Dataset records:
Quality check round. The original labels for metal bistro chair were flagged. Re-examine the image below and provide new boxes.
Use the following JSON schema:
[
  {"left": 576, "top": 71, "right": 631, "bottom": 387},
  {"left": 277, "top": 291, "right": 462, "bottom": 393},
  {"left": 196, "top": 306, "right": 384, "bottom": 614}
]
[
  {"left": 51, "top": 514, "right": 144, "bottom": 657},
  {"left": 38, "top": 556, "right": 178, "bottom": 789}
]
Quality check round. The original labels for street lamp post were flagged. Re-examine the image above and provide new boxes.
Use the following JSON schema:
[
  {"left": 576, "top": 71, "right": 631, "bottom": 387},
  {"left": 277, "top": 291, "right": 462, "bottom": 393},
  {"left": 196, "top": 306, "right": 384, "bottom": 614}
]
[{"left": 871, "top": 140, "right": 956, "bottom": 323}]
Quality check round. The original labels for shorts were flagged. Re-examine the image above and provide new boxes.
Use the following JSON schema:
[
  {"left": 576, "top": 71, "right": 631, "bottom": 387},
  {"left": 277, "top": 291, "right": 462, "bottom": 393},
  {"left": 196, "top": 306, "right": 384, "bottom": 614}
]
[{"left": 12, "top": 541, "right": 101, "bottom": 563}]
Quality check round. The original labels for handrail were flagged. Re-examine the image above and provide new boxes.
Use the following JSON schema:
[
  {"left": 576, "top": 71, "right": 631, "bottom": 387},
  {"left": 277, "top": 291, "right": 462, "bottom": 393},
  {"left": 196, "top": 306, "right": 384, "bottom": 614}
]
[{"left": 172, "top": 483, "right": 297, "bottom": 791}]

---

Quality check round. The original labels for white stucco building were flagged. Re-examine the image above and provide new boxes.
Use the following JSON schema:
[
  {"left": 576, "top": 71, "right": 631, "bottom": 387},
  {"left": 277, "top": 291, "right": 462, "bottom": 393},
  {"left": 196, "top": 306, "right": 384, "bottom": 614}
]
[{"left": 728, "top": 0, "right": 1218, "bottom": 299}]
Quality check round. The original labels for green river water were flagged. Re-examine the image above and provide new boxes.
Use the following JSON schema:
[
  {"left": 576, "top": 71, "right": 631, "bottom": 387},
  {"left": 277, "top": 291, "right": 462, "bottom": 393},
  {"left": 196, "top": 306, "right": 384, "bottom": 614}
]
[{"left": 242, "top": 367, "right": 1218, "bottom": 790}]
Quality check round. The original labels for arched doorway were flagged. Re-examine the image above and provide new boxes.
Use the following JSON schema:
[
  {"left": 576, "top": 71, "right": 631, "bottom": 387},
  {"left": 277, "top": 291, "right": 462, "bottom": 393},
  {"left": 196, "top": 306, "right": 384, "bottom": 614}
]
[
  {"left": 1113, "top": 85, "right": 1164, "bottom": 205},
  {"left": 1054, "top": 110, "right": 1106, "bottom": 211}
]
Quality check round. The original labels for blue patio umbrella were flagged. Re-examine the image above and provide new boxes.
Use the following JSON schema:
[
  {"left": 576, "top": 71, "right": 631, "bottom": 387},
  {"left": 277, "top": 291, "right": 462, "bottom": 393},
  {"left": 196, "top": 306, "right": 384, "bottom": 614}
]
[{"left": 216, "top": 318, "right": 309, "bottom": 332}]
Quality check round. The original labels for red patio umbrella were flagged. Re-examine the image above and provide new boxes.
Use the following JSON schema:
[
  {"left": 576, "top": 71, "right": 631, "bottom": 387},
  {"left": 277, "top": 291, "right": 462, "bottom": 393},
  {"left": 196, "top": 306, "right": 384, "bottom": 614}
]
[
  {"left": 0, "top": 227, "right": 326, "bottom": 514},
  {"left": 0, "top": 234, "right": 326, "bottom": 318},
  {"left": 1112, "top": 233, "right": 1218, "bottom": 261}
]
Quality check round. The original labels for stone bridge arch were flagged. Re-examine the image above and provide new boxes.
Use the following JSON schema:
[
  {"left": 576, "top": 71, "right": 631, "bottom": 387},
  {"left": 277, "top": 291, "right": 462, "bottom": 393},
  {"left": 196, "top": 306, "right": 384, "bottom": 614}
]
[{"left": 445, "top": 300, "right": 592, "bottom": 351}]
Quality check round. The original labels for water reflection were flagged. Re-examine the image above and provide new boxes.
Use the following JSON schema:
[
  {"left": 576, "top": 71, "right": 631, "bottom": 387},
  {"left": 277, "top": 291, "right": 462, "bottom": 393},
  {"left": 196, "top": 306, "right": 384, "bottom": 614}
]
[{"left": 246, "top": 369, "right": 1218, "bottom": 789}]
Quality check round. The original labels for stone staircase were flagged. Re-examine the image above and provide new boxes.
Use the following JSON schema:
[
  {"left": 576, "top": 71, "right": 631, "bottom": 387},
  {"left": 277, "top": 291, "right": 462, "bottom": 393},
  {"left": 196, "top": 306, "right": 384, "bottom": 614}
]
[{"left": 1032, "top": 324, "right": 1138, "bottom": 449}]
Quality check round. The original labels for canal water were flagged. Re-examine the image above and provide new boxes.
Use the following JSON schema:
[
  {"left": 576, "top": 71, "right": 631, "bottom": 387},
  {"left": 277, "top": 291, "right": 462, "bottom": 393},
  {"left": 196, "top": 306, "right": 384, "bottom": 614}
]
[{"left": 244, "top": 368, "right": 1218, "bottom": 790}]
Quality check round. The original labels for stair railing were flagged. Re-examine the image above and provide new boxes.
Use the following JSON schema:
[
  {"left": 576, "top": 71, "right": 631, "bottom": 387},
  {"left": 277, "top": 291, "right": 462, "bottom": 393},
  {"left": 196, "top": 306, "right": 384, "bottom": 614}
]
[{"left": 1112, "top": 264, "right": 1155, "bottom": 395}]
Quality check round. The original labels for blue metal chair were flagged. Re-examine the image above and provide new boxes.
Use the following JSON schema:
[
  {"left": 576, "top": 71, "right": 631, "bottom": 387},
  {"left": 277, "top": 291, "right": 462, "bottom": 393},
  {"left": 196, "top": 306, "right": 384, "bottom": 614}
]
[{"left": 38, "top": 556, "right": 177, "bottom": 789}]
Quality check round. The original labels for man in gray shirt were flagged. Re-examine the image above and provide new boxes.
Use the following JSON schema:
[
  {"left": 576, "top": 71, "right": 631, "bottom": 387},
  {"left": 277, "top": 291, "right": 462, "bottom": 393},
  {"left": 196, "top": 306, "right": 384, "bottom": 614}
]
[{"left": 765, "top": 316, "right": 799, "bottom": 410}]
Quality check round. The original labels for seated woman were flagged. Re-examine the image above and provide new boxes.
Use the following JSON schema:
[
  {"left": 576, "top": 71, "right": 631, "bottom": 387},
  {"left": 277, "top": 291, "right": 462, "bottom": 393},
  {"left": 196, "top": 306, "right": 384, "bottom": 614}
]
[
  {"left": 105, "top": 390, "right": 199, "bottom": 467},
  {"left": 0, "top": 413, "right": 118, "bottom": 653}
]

• _What the exercise asks_
Please find every line in the material above that contains the word "blue", and copy each of those lines.

• _Reply_
Quality check round. The original labels for blue patio umbrella were flagged. Re-examine the image above and provide new boxes.
Quality check round. The original labels for blue metal chair were flagged. Re-examine the image above and provide new boxes.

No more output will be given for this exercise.